§ **Instructions**:
1. According to the Janet Melrose biography below, what did the nursing staff give her when she retired?
2. Carry on the Janet Melrose biography below, starting after its final sentence.
··· Reading passage
- Born: 1860 Jedburgh
- Died: 1928 (aged 67–68) Crieff
- Occupation: Matron
- Employer: Glasgow Royal Infirmary
- Organization: Royal College of Nursing
- Honours: RRC

= Janet Melrose =

Janet Creelman Melrose RRC (1860-1928)

was a British nurse and leader of the nursing profession in Scotland. She was also matron of Glasgow Royal Infirmary from 1907 – 1921 and Principal Matron of the 3^{rd} Scottish General Hospital in World War 1.

== Early Years ==
Melrose was born in Jedburgh in 1860.

== Education and early career ==
Melrose completed her nurse training at the Glasgow Royal Infirmary (GRI) under Rebecca Strong. She then worked her way up to the position of Matron, spending 35 years in total working at Glasgow Royal Infirmary. She was appointed Matron in 1907 following the retirement of Rebecca Strong. She attended the International Council of Nurses meeting in Cologne in 1912. Melrose was Principal Matron of the Territorial Force Nursing Service (TFNS) 3^{rd} Scottish General Hospital at Stobhill during WW1.

Melrose resigned from her position as Matron on the grounds of ill health in 1921, following 14 years as Matron. She was gifted with skunk furs and a thermos flask from the nursing staff on her retirement. From other staff she received a Jacobean chair as well as travelling requisites. At her farewell celebration Melrose spoke of how latter years of her term as Matron had been challenging owing to the reconstruction of the hospital and the strenuous days of WW1. She was a champion for improved working conditions for nurses. When she was Matron generally nurses worked a 7 day, 58 hour week. The Hospital Board accepted this should be reduced for the benefit of the nurse’s health and the efficiency of the hospital. But the Royal could not afford the expense of the extra staff and providing accommodation for more nurses. In 1919 a total of 100 nurses left, and it was increasingly difficult to find replacements with nurses able to earn higher salaries in other hospitals. There were some small pay rises made. With an increase in unemployment in 1920 the staffing problem eased. In 1921 there was a nursing staff of 270 with a waiting list of 50 women.  This followed the passing of the Nurses Registration (Scotland) Act and the commencement of the General Nursing Council for Scotland and a national system of exams. The first nurses to sit the state exams at GRI did so in 1924.
······
··· Data listing
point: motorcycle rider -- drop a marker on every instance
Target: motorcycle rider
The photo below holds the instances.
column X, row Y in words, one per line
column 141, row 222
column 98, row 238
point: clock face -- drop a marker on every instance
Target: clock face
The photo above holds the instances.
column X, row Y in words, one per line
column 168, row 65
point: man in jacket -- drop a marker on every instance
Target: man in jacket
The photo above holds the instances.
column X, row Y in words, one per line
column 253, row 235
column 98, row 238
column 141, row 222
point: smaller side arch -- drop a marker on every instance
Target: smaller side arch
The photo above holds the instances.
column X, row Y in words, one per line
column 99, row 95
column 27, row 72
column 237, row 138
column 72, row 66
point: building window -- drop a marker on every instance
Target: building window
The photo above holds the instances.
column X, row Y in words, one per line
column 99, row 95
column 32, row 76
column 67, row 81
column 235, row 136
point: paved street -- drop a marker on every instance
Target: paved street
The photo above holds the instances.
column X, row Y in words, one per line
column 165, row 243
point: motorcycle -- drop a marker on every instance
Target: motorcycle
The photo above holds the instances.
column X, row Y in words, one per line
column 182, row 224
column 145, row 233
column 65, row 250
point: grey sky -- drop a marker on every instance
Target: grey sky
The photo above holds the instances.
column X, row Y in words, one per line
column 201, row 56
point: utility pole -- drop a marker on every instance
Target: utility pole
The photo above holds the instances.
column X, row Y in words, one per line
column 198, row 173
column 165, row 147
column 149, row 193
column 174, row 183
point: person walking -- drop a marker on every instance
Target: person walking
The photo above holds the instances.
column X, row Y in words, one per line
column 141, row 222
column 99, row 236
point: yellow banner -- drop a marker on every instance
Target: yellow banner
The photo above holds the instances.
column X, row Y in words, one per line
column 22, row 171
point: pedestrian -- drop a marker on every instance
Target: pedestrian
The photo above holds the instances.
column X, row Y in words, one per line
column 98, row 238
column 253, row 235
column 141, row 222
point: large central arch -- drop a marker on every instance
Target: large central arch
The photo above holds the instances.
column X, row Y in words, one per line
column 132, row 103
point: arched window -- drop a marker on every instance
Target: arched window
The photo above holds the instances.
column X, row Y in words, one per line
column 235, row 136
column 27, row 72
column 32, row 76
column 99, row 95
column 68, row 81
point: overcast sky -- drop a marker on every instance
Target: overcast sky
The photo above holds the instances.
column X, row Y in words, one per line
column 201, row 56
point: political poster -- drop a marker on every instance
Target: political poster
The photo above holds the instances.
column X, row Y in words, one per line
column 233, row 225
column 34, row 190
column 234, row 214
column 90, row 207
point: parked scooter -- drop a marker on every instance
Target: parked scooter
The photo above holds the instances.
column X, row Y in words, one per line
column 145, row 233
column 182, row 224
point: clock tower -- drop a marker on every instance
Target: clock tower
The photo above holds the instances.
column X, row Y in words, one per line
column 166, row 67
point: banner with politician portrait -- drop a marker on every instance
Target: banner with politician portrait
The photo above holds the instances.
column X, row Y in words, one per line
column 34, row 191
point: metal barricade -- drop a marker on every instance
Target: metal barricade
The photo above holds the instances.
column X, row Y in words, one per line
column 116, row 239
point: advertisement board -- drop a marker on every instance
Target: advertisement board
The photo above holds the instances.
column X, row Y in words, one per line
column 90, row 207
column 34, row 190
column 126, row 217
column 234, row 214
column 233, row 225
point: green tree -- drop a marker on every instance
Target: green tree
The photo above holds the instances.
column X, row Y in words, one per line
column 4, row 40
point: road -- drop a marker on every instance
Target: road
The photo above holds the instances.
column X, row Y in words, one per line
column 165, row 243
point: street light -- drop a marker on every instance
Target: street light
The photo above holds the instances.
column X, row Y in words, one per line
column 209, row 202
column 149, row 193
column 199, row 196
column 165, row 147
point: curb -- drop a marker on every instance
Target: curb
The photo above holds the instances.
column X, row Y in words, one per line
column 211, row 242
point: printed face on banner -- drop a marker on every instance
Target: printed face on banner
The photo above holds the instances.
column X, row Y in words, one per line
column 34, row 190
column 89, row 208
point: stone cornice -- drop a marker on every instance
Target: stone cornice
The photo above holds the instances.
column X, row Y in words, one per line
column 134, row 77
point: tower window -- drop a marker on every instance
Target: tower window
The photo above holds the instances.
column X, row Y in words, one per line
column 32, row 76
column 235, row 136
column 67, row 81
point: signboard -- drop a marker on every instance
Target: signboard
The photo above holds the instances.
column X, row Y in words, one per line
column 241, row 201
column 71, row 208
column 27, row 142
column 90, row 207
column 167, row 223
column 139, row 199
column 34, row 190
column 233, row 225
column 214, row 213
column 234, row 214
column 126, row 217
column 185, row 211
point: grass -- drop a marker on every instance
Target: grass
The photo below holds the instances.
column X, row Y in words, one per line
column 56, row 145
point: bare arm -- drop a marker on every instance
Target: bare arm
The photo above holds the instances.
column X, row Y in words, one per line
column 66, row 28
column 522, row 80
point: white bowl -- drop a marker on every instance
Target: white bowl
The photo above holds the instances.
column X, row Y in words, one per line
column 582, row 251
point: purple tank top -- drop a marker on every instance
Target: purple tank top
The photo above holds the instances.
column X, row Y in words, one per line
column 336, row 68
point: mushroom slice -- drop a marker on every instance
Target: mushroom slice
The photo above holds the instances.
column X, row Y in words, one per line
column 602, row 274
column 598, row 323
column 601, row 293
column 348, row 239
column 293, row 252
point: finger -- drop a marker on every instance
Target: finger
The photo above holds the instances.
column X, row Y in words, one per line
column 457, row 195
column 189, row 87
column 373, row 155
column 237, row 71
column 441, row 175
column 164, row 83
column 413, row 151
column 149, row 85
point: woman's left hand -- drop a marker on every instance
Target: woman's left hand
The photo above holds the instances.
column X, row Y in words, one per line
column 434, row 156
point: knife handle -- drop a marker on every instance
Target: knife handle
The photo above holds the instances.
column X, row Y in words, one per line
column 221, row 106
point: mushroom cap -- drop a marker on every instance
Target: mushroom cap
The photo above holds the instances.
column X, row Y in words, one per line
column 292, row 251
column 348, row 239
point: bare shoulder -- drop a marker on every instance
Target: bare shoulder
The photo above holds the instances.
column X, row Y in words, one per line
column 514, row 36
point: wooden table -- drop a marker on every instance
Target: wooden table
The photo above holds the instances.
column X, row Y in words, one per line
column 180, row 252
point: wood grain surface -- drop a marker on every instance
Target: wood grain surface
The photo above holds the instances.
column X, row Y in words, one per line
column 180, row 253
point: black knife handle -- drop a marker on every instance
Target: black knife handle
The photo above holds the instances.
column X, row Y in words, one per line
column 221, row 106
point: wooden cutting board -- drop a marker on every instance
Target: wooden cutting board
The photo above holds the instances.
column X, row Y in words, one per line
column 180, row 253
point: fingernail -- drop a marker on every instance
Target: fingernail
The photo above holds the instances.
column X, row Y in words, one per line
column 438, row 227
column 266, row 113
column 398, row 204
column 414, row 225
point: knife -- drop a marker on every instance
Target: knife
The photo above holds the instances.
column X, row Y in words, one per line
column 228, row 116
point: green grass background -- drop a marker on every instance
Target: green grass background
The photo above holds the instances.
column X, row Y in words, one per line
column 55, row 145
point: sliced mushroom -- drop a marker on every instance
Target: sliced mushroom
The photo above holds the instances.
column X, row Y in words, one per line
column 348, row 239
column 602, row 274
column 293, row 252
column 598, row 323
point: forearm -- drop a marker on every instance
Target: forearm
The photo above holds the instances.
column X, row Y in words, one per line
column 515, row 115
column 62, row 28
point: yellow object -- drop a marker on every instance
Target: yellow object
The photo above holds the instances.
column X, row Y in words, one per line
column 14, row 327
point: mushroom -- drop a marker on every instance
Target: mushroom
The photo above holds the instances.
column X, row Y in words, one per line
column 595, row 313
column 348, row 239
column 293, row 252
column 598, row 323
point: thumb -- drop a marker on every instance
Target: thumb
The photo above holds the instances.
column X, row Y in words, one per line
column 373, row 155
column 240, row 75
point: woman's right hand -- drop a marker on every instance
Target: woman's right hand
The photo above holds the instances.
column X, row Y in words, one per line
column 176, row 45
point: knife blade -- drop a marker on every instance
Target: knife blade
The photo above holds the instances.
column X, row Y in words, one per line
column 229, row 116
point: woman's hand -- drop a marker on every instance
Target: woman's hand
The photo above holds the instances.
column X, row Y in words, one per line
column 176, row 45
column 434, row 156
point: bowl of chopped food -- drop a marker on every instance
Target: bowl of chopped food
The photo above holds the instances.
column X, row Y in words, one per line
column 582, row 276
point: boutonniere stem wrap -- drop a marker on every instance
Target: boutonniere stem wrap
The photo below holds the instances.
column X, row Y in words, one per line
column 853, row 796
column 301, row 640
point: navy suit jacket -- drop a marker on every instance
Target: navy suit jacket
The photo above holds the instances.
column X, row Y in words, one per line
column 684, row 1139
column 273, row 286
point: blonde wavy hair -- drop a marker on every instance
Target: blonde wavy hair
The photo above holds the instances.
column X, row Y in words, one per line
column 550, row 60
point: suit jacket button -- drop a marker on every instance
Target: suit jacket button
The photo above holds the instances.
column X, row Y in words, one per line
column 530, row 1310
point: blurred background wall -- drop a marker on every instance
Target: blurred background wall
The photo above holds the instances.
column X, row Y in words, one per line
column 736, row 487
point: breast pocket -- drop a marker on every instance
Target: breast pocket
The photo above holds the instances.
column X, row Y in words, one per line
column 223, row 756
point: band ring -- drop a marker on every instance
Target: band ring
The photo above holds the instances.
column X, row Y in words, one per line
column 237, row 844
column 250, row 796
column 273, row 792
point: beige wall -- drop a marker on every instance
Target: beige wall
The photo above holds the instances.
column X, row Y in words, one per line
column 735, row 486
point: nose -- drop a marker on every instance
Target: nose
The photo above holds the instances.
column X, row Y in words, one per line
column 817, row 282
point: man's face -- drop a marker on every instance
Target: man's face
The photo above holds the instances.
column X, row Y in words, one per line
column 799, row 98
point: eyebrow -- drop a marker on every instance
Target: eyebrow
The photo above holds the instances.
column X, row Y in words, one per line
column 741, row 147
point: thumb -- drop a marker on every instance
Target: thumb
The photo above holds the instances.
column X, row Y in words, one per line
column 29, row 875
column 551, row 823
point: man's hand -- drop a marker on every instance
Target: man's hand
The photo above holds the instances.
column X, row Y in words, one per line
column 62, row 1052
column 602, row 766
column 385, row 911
······
§ **Response list**:
1. Skunk furs and a thermos flask.

2.
Melrose was a keen member of the College of Nursing and one of the original members of the Scottish Board. She was also one of the founders of the Scottish Matrons’ Association. In 1925 they instigated a benevolent fund for retired nurses, something Melrose strongly supported. From the beginning of the King Edward V11 Memorial Fund for Retired Nurses, she worked hard to support it. She was interested in the Edinburgh Home for retired nurses at 9, Chamberlain Rd and was the leader in the scheme for opening a similar home in Glasgow – Hazelwood House.

== Death ==
Melrose died on 24 December 1928, age 68 years. She resided at The Hydro, Crieff prior to her death. Her funeral service was held in the chapel of the GRI. Colonel Macintosh represented the Scottish Board of the College of Nursing and Miss Gregory Smith represented the Scottish Matrons’ Association.

== Honours ==
Melrose was decorated by King George V with Royal Red Cross in 1916 for her war efforts. A Bar was awarded in 1920.